**What the exercise asks**
Please copy the listing below word for word, leaving out the pictures.
— start of Given records —
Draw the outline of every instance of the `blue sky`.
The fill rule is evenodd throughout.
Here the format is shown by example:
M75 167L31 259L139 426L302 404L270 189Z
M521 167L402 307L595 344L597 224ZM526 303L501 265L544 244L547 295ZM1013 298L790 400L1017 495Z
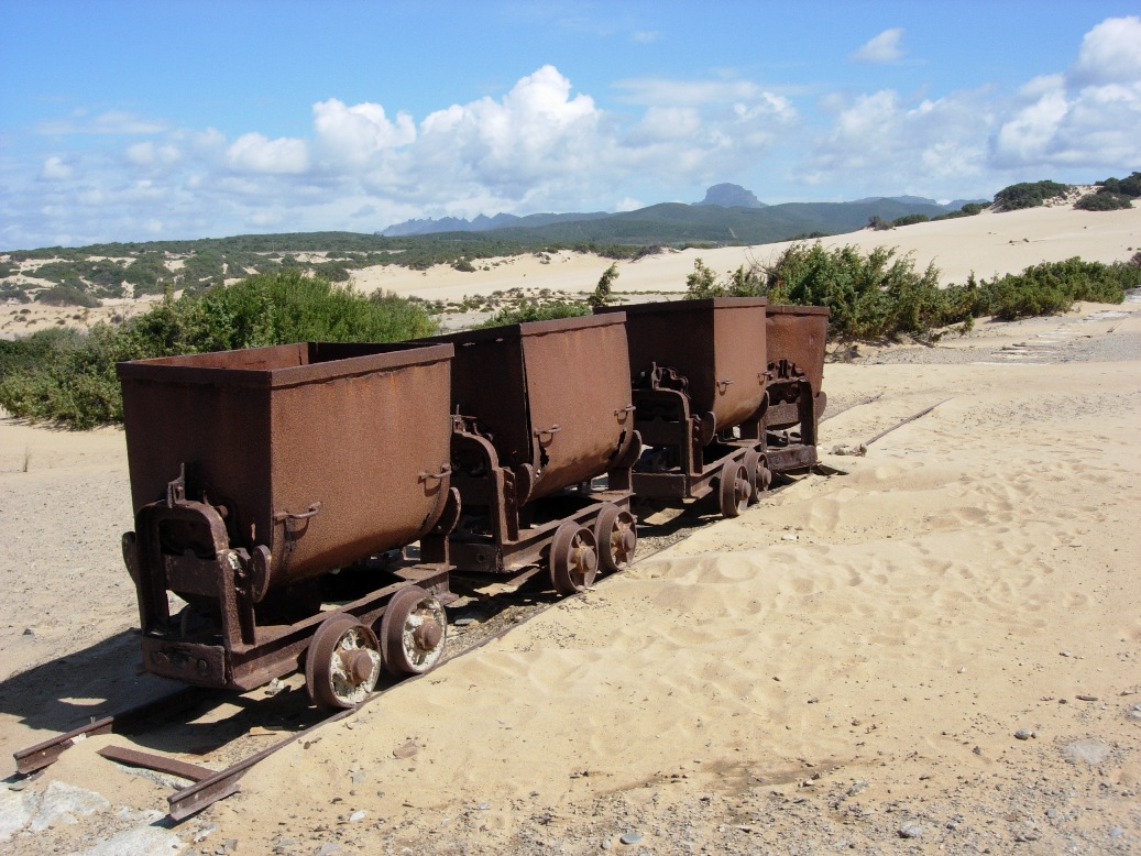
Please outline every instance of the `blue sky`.
M0 249L1135 169L1135 2L0 0Z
— end of Given records —
**Reply**
Draw the outline of every instance of the `blue sky`.
The fill rule is evenodd throughout.
Here the format is shown by example:
M75 167L31 259L139 426L302 404L270 189Z
M521 167L402 307L595 344L597 224ZM526 303L501 265L544 244L547 295ZM1013 298L790 400L1017 495Z
Please outline every instance of the `blue sky`.
M0 249L1135 169L1135 2L0 0Z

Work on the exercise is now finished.